© JUNGE FREIHEIT Verlag GmbH & Co.  www.jungefreiheit.de  05/14 / 24. Januar 2014

„2014 wird für uns ein Erfolg“
Rechtspopulismus-Vorwürfe und heftiger interner Streit. Die Alternativen haben schwere Wochen hinter sich. Auf dem Parteitag am Wochenende will AfD-Chef Bernd Lucke nun mit Schwung ins neue Wahljahr starten.
Moritz Schwarz

Herr Professor Lucke, führen Sie die AfD mit totalitären Methoden?

Lucke: Natürlich nicht. Was soll ich denn Totalitäres getan haben? Das ist eine billige Verunglimpfung.

Das werfen Ihnen AfD-Mitglieder in Hessen vor, die jetzt die Partei verlassen haben.

Lucke: Vermutlich ist auch der Herr darunter, der mit einem erschwindelten Doktortitel erwischt wurde. Insgesamt eine kleine Gruppe, die den Konflikt allerdings lautstark geführt hat.

Die Ausgetretenen klagen, ausgerechnet die „Political Correctness“ sei als Mittel genutzt worden, um gegen sie innerparteilich vorzugehen: Aus den eigenen Reihen habe man sie wegen politisch unkorrekter Äußerungen bei den Medien angeschwärzt.

Lucke: Ich kann Ihnen garantieren, daß es so etwas weder seitens des Bundes- noch des hessischen Landesvorstandes gegeben hat. Andererseits möchte ich klar und deutlich sagen, daß die Äußerungen des von uns seines Amtes enthobenen hessischen Schatzmeisters ganz gewiß nicht als „politisch inkorrekt“ bagatellisiert werden können. Die Forderung nach Abschaffung der Demokratie, die Infragestellung des Rechtsstaats und der Wunsch nach Hinrichtung des Personals des politischen Gegners – das sind Äußerungen, die absolut nicht mit dem vereinbar sind, wofür die AfD steht.

Allerdings sind auch etliche Mitglieder gegangen, denen nichts vorzuwerfen ist.

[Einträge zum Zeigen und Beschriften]

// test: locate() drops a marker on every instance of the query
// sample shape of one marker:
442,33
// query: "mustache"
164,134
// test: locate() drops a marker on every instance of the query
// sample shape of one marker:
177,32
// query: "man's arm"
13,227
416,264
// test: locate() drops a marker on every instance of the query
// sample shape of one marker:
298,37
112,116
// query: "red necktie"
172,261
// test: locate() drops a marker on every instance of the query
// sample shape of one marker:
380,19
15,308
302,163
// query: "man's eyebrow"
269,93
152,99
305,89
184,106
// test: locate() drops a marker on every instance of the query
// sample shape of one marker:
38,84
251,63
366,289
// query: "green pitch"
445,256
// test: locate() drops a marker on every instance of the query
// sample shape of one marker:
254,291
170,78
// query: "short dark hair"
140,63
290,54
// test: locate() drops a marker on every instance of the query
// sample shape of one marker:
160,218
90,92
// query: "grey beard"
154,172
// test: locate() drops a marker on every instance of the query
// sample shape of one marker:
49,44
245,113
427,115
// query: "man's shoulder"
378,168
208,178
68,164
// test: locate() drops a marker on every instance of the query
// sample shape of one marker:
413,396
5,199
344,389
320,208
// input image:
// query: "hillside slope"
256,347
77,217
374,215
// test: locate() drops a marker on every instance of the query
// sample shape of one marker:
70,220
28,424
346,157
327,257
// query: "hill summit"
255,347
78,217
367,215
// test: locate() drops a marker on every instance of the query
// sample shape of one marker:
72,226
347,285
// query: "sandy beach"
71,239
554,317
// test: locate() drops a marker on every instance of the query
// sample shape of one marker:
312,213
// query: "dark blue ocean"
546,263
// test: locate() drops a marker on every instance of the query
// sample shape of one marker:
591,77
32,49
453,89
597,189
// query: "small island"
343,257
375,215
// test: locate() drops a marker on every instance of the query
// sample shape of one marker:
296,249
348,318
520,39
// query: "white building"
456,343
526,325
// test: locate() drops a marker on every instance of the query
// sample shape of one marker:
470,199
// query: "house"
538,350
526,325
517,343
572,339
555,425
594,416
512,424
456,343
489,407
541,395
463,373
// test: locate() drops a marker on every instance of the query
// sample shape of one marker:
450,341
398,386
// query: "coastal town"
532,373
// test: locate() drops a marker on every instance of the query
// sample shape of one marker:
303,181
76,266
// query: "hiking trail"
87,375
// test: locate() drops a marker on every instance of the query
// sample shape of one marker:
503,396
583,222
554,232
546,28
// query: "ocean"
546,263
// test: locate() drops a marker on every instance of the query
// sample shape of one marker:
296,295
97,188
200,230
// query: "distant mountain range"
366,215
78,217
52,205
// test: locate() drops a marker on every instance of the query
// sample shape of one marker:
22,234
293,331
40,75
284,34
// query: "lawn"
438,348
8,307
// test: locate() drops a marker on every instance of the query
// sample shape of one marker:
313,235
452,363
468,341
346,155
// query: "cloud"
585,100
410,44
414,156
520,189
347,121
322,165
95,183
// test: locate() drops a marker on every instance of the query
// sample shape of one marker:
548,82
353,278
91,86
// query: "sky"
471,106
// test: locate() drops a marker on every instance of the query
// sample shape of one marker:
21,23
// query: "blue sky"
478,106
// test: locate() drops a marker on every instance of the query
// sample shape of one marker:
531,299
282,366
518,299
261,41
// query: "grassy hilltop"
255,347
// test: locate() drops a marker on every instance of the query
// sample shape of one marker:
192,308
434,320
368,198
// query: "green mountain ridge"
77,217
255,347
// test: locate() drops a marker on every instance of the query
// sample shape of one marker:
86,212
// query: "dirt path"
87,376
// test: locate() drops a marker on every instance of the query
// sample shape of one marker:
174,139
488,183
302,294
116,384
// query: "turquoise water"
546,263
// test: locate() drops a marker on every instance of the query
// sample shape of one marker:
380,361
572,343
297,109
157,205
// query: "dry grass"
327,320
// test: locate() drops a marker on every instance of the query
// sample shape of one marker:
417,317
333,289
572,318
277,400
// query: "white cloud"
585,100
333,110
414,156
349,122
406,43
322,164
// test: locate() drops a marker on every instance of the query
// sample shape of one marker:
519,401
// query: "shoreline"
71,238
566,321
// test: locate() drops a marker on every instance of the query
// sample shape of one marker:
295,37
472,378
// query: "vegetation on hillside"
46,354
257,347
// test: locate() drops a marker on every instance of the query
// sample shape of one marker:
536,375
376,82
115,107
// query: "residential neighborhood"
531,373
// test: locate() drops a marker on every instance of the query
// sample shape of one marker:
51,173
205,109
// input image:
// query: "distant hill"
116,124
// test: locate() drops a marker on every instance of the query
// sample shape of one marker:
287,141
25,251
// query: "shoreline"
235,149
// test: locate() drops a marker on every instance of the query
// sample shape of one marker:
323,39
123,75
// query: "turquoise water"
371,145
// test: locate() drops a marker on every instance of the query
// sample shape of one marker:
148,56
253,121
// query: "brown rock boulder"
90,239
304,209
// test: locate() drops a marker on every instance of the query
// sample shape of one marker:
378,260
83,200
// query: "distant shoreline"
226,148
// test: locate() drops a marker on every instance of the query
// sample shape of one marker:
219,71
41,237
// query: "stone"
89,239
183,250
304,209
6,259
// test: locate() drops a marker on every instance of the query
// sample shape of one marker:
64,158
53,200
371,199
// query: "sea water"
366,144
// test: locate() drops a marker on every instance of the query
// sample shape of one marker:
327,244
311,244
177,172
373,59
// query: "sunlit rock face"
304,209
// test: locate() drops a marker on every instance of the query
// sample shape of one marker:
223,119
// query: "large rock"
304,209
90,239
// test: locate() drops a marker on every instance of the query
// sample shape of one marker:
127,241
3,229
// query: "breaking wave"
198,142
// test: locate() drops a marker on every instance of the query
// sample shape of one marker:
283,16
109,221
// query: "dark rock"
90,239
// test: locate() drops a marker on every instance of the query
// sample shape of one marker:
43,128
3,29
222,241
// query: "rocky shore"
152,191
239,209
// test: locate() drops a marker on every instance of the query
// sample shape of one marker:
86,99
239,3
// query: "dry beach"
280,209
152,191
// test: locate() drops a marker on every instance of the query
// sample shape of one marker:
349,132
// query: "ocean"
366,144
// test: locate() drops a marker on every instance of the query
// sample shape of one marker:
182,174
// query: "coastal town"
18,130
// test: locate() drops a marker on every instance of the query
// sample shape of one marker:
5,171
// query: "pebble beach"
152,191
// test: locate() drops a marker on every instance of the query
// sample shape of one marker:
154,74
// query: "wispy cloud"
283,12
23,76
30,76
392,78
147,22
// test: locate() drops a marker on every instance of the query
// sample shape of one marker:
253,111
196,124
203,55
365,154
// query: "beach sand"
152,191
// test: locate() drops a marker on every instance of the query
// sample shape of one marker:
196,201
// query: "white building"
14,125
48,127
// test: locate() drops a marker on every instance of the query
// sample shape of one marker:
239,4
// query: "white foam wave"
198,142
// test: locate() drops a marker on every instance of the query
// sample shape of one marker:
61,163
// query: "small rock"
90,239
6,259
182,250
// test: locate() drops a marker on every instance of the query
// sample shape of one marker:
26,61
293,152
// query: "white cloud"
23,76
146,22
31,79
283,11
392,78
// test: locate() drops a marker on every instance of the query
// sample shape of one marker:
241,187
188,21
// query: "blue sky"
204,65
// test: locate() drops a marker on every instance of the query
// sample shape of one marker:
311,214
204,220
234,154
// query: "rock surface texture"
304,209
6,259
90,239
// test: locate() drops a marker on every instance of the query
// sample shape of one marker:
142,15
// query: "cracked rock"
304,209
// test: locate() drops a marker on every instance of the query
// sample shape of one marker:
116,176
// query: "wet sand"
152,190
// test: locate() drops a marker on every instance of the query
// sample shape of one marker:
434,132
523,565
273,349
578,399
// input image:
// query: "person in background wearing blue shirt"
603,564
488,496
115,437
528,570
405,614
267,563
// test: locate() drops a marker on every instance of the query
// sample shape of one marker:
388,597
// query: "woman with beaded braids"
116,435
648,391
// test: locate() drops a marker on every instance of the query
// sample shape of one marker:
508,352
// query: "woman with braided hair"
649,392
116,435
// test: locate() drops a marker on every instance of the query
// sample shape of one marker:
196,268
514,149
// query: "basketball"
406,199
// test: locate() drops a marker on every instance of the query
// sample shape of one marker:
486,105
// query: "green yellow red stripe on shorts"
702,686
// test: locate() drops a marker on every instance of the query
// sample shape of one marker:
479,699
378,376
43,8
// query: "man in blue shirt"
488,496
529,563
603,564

AUFGABE:
Übertragen Sie den Interviewauszug mit Bernd Lucke vollständig und unverändert. Die Zeilen sind hierfür ohne Bedeutung.

KORREKTE LÖSUNG:
© JUNGE FREIHEIT Verlag GmbH & Co.  www.jungefreiheit.de  05/14 / 24. Januar 2014

„2014 wird für uns ein Erfolg“
Rechtspopulismus-Vorwürfe und heftiger interner Streit. Die Alternativen haben schwere Wochen hinter sich. Auf dem Parteitag am Wochenende will AfD-Chef Bernd Lucke nun mit Schwung ins neue Wahljahr starten.
Moritz Schwarz

Herr Professor Lucke, führen Sie die AfD mit totalitären Methoden?

Lucke: Natürlich nicht. Was soll ich denn Totalitäres getan haben? Das ist eine billige Verunglimpfung.

Das werfen Ihnen AfD-Mitglieder in Hessen vor, die jetzt die Partei verlassen haben.

Lucke: Vermutlich ist auch der Herr darunter, der mit einem erschwindelten Doktortitel erwischt wurde. Insgesamt eine kleine Gruppe, die den Konflikt allerdings lautstark geführt hat.

Die Ausgetretenen klagen, ausgerechnet die „Political Correctness“ sei als Mittel genutzt worden, um gegen sie innerparteilich vorzugehen: Aus den eigenen Reihen habe man sie wegen politisch unkorrekter Äußerungen bei den Medien angeschwärzt.

Lucke: Ich kann Ihnen garantieren, daß es so etwas weder seitens des Bundes- noch des hessischen Landesvorstandes gegeben hat. Andererseits möchte ich klar und deutlich sagen, daß die Äußerungen des von uns seines Amtes enthobenen hessischen Schatzmeisters ganz gewiß nicht als „politisch inkorrekt“ bagatellisiert werden können. Die Forderung nach Abschaffung der Demokratie, die Infragestellung des Rechtsstaats und der Wunsch nach Hinrichtung des Personals des politischen Gegners – das sind Äußerungen, die absolut nicht mit dem vereinbar sind, wofür die AfD steht.

Allerdings sind auch etliche Mitglieder gegangen, denen nichts vorzuwerfen ist.